* PROBLEM TO SOLVE:
From the first entry to the last, restate everything word for word and exclude pictures.
· · · · ·
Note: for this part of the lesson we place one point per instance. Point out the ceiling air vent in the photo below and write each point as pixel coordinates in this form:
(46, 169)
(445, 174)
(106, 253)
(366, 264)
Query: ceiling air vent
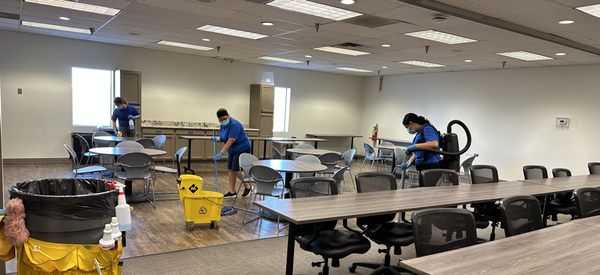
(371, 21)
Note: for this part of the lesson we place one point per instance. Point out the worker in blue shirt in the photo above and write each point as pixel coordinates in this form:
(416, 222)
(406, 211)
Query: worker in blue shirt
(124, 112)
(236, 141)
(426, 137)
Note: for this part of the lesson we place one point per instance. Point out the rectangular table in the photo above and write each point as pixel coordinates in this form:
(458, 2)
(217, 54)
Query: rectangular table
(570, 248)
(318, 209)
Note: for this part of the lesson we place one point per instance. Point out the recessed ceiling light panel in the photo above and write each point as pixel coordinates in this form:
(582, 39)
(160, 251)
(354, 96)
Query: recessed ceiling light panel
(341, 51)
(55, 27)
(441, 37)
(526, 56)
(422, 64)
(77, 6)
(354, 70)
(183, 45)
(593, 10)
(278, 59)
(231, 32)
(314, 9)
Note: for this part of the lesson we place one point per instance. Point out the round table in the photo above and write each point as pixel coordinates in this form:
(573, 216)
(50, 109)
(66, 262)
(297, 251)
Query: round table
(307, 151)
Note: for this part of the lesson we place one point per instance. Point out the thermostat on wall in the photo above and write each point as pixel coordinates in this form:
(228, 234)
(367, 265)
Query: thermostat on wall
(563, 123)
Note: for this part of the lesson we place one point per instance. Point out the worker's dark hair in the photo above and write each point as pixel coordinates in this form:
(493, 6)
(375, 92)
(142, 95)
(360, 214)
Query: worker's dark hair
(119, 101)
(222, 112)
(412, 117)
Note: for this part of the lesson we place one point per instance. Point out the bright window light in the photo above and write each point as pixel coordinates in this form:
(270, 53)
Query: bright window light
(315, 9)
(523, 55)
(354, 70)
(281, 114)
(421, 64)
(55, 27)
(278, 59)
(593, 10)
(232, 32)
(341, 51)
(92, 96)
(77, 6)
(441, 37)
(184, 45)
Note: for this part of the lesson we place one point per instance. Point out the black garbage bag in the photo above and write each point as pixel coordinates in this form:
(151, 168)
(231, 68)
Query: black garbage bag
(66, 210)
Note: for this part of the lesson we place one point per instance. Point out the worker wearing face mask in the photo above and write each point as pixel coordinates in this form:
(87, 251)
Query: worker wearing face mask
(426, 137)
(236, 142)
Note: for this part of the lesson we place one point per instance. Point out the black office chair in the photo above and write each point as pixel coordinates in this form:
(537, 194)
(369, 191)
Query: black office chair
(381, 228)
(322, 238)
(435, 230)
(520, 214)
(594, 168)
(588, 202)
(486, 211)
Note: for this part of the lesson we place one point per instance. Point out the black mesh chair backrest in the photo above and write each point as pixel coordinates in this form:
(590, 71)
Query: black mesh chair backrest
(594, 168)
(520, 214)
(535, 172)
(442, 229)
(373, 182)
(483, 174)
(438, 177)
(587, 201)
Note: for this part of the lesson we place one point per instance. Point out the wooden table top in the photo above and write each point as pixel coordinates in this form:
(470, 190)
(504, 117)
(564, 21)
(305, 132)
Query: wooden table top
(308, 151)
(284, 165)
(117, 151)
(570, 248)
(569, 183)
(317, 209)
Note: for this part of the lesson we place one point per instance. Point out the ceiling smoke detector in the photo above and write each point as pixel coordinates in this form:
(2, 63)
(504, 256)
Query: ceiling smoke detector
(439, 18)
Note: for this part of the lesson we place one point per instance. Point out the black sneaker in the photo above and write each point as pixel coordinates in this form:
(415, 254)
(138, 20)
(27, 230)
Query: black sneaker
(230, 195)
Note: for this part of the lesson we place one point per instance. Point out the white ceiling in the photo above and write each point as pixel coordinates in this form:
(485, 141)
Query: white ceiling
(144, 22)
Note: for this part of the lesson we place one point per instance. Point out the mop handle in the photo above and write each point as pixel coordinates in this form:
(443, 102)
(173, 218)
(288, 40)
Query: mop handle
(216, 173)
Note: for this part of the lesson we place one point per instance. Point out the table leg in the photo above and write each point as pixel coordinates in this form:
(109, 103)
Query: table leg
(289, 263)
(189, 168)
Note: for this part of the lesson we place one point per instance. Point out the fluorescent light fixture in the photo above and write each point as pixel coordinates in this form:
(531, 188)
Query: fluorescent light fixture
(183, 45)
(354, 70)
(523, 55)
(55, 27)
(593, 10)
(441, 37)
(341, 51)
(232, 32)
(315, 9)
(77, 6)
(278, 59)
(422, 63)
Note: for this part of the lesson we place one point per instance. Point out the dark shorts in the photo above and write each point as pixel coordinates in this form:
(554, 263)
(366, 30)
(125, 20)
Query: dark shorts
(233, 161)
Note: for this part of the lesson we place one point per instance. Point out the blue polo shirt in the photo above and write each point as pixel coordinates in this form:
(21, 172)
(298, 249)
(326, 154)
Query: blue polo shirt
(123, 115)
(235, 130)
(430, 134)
· · · · ·
* RESULT FOR THIS TASK:
Note: for this part of the lesson we place one point per instance. Point out the ceiling air vent in the photo below and write each point as pixel coordinates in this form:
(46, 169)
(445, 174)
(106, 253)
(366, 264)
Query: ceiling air vent
(371, 21)
Note: for this part of the lesson we place one point per instance. Point out the worker in blue shirt in the photo above and write each point as pixel coordinates in this form:
(416, 222)
(406, 211)
Query: worker in blue shirt
(124, 112)
(236, 141)
(426, 137)
Note: for this part of the lesson we place one point per instance. Point out the rectangular table in the photo above and write each point as pixel coordinates in this form:
(458, 2)
(217, 54)
Query: rectangular table
(570, 248)
(318, 209)
Note: for this part of the lesson we place one point per instance. Point out the recessed ceiling light panel in the photo above and write each point as pixel coordinates in this form:
(582, 39)
(160, 251)
(354, 96)
Query: recessed ceiling light panel
(341, 51)
(55, 27)
(441, 37)
(526, 56)
(422, 64)
(77, 6)
(354, 70)
(183, 45)
(593, 10)
(278, 59)
(231, 32)
(314, 9)
Note: for this part of the lesson we place one point per instance. Point out the round table in the photo above and write each point as pixel coordinates in this form:
(573, 216)
(50, 109)
(66, 262)
(297, 251)
Query: round table
(307, 151)
Note: for this part of the lesson we place one point per instance. Point out the thermostat on wall in the photo above and write each point as pixel coordinates in this form:
(228, 234)
(367, 265)
Query: thermostat on wall
(563, 123)
Note: for this part of the lesson we place one point per instance. Point out the worker's dark hair in the photo above and write each point as pixel coordinates in this form:
(493, 6)
(375, 92)
(142, 95)
(360, 214)
Query: worker's dark hair
(119, 101)
(222, 112)
(412, 117)
Note: for this part of the lesson we place one point per instance. Point out the bright window light in the photo above and write each point as pixel coordinates in this form:
(270, 53)
Query: bright window light
(315, 9)
(523, 55)
(354, 70)
(281, 114)
(421, 64)
(55, 27)
(278, 59)
(593, 10)
(232, 32)
(341, 51)
(92, 96)
(77, 6)
(441, 37)
(184, 45)
Note: for this part of the lesson we place one point per instance. Point out the black garbage bag in the photo above and write each point as pixel coordinates in this form:
(151, 168)
(231, 68)
Query: black garbage bag
(66, 210)
Note: for this part of the lesson we place one point per instance. Point out the worker wearing face mask in the photo above and write each point as pixel coordinates in this form:
(87, 251)
Query: worker wearing face mask
(426, 137)
(236, 142)
Note: for this part of the lesson we place one point per instance. Point out the black office chair in the photo above and write each point as pixel coordinates in this form:
(537, 194)
(369, 191)
Query: black office chair
(381, 228)
(322, 238)
(435, 230)
(520, 214)
(594, 168)
(588, 202)
(486, 211)
Note: for this part of the lesson we place one point per instance. Point out the black mesh chair backrest in the photo above and write each point as pixel coordinates in this form:
(590, 71)
Query: black mesh chair backrest
(594, 168)
(520, 214)
(535, 172)
(442, 229)
(373, 182)
(483, 174)
(438, 177)
(587, 201)
Note: for this part of the lesson we place one point per instance. Point out the wooden table top in the photo above and write each point as pixel coordinates in this form:
(470, 190)
(504, 117)
(564, 21)
(305, 132)
Query: wooden table top
(308, 151)
(284, 165)
(117, 151)
(570, 248)
(569, 183)
(317, 209)
Note: for this part of the lesson we place one point per instance. Point out the ceiling smoke detector in the photo above and write each point as pixel coordinates in this form:
(2, 63)
(504, 256)
Query: ceiling smoke detector
(439, 18)
Note: for this part of the lesson we place one point per instance. Point out the black sneaker in the photo above and write each point as pixel coordinates in this form:
(415, 254)
(138, 20)
(27, 230)
Query: black sneaker
(230, 195)
Note: for this part of the lesson we place one point per instance. Point out the white ceiling in the photo above and write each point as pixel coordinates in this form:
(485, 141)
Query: white ceiling
(144, 22)
Note: for this part of the lesson we place one point per instance. Point out the mop handle in the photo above and write each point as pixel coordinates in this form:
(443, 102)
(173, 218)
(288, 40)
Query: mop handle
(216, 173)
Note: for this part of the lesson we place one point per instance. Point out the table leg in the photo above and write each point as pixel coordinates in this form:
(109, 103)
Query: table leg
(289, 263)
(189, 168)
Note: for this part of the lesson we place one point per instance. Point out the fluorescent light fixture in the photo above and write each point as pixel coordinates in this form:
(531, 188)
Query: fluorescent light fixture
(183, 45)
(354, 70)
(523, 55)
(55, 27)
(593, 10)
(441, 37)
(341, 51)
(232, 32)
(315, 9)
(77, 6)
(278, 59)
(422, 63)
Note: for this part of the lesson we place one point per instance. Point out the dark shorts in the photo above and write each point as pixel coordinates in this form:
(554, 263)
(366, 30)
(125, 20)
Query: dark shorts
(233, 161)
Note: for this part of the lesson we place one point per instance. Point out the blue polo shirt in the photo above and write each point as pixel coordinates in this form:
(21, 172)
(298, 249)
(326, 154)
Query: blue polo shirt
(123, 115)
(235, 130)
(430, 134)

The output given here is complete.